▶ **Task requirements**:
(a) According to the COVID-19 business lessons text, for how many days should raw material stock be kept?
(b) Extend the COVID-19 business lessons text past its final sentence.

There are 4 billion people earning less than USD 8 a day. They lack clean water, safe housing, proper sanitation, electricity connections, education, nutrition, logistics and access to finance, technology and customers. No amount of charity and donations will ever solve this problem sustainably.
The only solution is market efficiency to unlock the spirit of enterprise and good work ethics of the people. This is our opportunity to add 4 billion new customers into our formal economy. And build a fairer world without poverty.”
5. Stay connected with colleagues, team and clients
Mara Hedgecoth, Senior Director, Global Marketing & Communications, APCO Worldwide, Board Member, Women Entrepreneurs Grow Global, U.S.A.:
“COVID-19 has highlighted the importance of staying connected with my colleagues, team and clients — not only for business reasons, but also to help each other through this crisis as trusted partners and friends.
I have implemented various virtual ways to stay connected with my global team, such as daily team huddles, weekly check in meetings and open office hours.
I have also taken opportunities to stay positive, boost morale and lighten the mood. For example, my children occasionally join the daily huddle with my team and share a riddle for them to solve.
I encourage the team to get up and away from their desks to exercise and get fresh air (if possible) and we celebrate successes of our team members. These are welcome breaks and provide a brief reprieve from the pressures of the “new normal.”
I believe COVID-19 will fundamentally change how we return to business — how we work, collaborate, travel and convene. The rapid acceleration of virtual engagement is here and likely to stay.”
6. Make internet service faster, cheaper (ideally free) for all
Lobsang Lama, founder, Gomang Carpet Manex Pvt., Nepal:
“The biggest lessons I learned during this time of COVID-19 pandemic are:
- Be prepared.
- Keep all options open.
- Be flexible.
- Take business orders with at least 30% of the amount in advance.
- Keep raw material stock for 90 days.
- All essential goods, especially medical goods, should be produced at one’s home base.
- Create online-based businesses.
- Apps are a very useful tool.
- Faster and cheaper internet service is a must. Actually, internet service should be free for all.”

Stored dataset items:
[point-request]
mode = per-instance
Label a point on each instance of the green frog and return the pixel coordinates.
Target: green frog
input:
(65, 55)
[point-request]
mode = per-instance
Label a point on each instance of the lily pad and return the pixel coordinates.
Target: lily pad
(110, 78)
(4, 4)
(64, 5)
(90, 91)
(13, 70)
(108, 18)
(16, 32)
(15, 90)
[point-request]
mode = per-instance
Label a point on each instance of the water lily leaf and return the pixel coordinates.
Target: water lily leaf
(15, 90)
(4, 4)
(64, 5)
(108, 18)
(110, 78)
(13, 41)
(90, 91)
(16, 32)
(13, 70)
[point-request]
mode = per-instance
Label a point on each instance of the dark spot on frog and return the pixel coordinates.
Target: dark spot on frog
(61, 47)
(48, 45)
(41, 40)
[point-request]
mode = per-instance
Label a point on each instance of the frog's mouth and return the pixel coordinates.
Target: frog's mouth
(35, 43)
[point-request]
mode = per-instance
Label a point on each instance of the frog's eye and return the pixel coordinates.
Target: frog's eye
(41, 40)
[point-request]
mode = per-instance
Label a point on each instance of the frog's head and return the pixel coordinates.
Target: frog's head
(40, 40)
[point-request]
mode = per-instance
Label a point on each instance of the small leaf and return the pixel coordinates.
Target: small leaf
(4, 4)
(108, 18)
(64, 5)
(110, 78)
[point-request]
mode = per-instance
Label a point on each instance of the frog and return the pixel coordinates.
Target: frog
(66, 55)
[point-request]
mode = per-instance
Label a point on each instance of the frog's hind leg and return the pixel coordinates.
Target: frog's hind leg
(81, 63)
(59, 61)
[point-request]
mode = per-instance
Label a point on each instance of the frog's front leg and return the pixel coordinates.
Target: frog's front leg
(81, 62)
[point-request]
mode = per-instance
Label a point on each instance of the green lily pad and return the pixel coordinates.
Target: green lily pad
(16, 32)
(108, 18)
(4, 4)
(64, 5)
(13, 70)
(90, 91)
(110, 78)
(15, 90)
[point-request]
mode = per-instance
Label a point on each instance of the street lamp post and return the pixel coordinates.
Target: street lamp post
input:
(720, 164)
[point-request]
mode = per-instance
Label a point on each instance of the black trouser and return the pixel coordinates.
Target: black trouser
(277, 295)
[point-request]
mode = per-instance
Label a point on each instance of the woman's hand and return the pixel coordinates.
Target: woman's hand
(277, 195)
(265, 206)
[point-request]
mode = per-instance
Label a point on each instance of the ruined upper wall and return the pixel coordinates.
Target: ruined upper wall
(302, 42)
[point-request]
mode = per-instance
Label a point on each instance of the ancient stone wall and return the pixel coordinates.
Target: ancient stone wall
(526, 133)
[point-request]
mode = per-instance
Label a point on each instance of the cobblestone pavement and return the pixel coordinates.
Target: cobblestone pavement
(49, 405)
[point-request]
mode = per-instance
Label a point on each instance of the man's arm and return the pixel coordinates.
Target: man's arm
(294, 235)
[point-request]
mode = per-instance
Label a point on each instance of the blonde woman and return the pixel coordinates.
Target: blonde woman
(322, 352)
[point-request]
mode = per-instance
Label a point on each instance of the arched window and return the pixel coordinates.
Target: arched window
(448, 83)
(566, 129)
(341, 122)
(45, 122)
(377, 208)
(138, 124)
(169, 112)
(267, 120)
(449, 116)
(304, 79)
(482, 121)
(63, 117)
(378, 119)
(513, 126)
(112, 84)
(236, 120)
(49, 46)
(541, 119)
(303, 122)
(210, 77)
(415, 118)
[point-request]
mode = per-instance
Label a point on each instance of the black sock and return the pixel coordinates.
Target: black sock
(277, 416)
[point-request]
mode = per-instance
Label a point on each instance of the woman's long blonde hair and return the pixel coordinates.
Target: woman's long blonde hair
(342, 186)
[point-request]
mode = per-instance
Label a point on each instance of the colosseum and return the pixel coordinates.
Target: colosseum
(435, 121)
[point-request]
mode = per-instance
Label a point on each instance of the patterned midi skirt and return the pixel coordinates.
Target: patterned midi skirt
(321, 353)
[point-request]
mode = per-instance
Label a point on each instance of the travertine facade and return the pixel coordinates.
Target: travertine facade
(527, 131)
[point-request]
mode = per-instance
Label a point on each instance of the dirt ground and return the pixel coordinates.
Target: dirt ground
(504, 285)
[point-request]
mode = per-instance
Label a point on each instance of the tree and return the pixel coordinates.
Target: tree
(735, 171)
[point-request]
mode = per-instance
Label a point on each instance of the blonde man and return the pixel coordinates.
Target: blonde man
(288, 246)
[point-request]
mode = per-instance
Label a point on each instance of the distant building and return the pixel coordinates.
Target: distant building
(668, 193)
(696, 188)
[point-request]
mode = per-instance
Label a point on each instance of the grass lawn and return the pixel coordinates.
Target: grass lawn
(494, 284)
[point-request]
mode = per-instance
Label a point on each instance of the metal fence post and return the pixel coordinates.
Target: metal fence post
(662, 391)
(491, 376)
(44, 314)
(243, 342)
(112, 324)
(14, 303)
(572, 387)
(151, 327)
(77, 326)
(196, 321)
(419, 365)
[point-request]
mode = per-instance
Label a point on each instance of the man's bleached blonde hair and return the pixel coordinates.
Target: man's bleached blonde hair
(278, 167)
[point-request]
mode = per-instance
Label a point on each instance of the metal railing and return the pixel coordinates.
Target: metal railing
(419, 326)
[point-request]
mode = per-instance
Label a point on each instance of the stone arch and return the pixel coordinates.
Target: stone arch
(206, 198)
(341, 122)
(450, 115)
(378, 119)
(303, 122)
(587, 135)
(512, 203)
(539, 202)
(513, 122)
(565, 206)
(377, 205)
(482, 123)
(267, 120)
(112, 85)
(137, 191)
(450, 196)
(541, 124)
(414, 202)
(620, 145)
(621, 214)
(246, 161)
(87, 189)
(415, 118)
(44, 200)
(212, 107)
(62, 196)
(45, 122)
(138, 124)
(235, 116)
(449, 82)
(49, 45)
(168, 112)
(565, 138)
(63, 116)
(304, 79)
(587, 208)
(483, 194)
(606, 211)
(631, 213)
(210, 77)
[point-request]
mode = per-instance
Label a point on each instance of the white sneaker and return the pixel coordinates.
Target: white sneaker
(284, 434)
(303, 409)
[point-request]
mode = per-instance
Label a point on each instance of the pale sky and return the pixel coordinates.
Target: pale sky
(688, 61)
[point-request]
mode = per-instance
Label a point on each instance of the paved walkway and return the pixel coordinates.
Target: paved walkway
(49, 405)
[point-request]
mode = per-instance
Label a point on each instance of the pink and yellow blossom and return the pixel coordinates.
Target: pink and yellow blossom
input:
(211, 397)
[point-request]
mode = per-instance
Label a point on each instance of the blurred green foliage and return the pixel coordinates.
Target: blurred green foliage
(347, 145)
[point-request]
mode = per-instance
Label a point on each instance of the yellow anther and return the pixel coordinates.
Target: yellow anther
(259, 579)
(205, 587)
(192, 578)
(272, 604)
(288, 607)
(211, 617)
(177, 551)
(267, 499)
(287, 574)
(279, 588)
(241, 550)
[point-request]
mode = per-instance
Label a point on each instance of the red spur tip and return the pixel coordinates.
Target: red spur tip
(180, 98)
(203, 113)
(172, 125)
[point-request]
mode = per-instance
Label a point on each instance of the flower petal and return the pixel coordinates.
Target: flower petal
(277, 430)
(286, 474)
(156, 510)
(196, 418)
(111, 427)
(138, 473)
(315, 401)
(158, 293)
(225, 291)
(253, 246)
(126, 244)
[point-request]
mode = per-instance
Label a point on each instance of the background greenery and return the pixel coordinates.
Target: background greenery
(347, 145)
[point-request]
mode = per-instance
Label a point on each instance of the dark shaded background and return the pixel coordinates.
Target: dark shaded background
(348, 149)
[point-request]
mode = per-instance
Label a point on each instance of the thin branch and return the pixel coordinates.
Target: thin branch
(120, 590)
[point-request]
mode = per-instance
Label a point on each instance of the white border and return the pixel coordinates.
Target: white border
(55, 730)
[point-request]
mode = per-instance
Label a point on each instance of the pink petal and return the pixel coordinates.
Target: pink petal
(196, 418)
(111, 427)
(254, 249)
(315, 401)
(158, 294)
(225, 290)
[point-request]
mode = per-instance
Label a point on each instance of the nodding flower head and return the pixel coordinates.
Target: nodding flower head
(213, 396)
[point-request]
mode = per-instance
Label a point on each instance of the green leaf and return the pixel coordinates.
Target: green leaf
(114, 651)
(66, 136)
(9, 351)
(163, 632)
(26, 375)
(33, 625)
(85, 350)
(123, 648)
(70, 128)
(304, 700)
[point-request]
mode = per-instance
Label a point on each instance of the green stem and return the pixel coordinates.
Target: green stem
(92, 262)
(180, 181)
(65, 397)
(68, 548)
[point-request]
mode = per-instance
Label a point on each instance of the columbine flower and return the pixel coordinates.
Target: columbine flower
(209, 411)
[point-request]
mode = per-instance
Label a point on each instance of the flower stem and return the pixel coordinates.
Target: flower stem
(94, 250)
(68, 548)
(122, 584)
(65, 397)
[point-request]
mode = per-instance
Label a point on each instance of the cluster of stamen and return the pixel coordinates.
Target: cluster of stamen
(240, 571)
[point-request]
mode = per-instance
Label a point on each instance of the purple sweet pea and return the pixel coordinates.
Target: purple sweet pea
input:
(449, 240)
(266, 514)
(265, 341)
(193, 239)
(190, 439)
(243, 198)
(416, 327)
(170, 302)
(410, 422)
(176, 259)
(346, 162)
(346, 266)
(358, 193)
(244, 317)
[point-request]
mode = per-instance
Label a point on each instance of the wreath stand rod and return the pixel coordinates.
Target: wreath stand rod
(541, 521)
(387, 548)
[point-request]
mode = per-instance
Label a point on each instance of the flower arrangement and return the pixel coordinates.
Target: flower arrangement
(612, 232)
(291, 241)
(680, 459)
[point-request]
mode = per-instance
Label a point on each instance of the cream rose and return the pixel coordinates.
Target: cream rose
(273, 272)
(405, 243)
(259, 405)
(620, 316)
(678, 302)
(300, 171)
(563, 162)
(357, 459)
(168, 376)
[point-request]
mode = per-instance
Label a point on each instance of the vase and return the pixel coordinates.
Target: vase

▶ **Results for each task**:
(a) 90 days.

(b)
7. Plan to survive, but look for new opportunities
Inderjit Singh, Chairman, NTUitive Pte Ltd, Nanyang Technological University, Singapore:
“I would plan on a 2-year survival plan, business drop of 60% to 80% for 1 to 2 years and having enough cash to last that long.
So, let’s plan to survive.
At the same time, look out for new opportunities — there are always opportunities even in the worst of times.
An important lesson that became very clear in the recent weeks for me was this: Develop strong and wide global networks early in your life.
You never know when these will come in useful. As COVID-19 spreads far and wide, I am seeing a surge of business opportunities, in sourcing, manufacturing and sourcing products that I can get from some of my networks and sell to others.
Today, in the middle of this crisis, I am working with networks from China to Singapore, to South America, to all of ASEAN, Africa and a few more. I am in the middle of this network tapping new opportunities that did not exist before, while helping countries solve their problems as they battle this COVID-19.”
8. Lead in a time of crisis
Rita Saliba, Consultant, France:
“We’re in the middle of a global pandemic that is affecting the whole world. For the first time, everyone is living the same [situation] wherever he/she is.
The biggest lessons I’ve learned from doing business globally is resilience, adaptability, connectivity and human connections. We can remain connected and do business without travelling and thus contribute to a better environment.
Your plans will crash. You’ll lose projects, clients, probably even your business and that’s OK. That’s exactly the time to reinvent your offer and see it as an opportunity.
Great leaders are born in times of crisis.”
As this is our first global pandemic, we are allowed to make mistakes, practice resiliency, and enforce fearlessness. Those who fare the best will remain flexible in our highly uncertain world.